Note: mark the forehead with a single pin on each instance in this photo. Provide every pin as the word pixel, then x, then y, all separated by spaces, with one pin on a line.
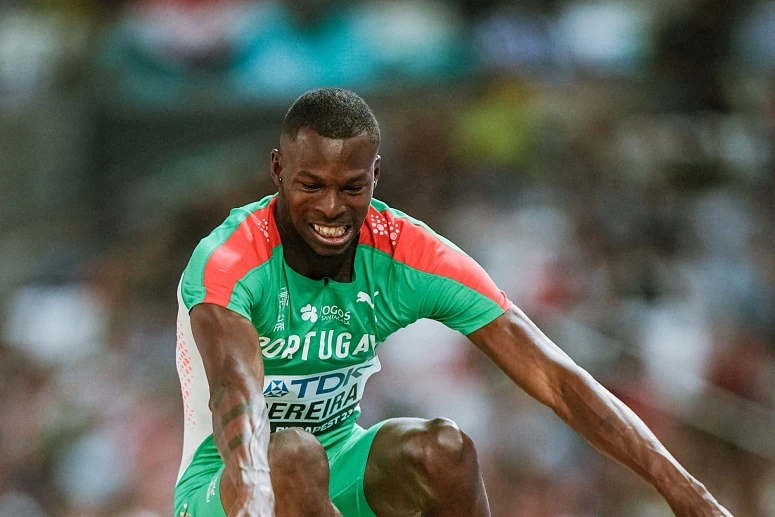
pixel 311 151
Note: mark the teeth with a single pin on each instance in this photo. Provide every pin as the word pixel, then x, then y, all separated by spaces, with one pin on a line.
pixel 330 231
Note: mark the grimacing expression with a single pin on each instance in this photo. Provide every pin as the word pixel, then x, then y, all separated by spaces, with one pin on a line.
pixel 326 186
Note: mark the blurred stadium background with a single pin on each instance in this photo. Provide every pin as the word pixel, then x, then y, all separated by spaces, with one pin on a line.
pixel 609 162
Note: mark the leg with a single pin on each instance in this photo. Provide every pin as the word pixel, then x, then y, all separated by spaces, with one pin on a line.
pixel 424 467
pixel 299 472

········

GOAL.
Reproduce all of the records above word for word, but leave out the picture.

FINISHED TASK.
Note: mark the forehead with a single pin on each instance in this photo. Provide every pin as the word pixel, then x, then y, all separated by spaces, with one pin on a line.
pixel 311 151
Note: mark the teeth with a single pin on each instance in this photo. Provide every pin as the word pixel, then x, then y, all separated by spaces, with one pin on a line.
pixel 330 231
Note: mark the grimacing expression with a single pin on each instance in this photo. Provide every pin as the word pixel, then x, then y, all separated by spaces, with one pin on a line.
pixel 326 186
Note: mark the blurred stadium background with a single pin on each instance in this photo. Provide every pin as the word pixel, then x, then y, all separated by spaces, with one pin on a line.
pixel 609 162
Note: mark the leg with a single pin on each instance in this photo. Provide every pin as the word pixel, then x, then y, all separated by spaces, with one pin on a line.
pixel 424 467
pixel 299 472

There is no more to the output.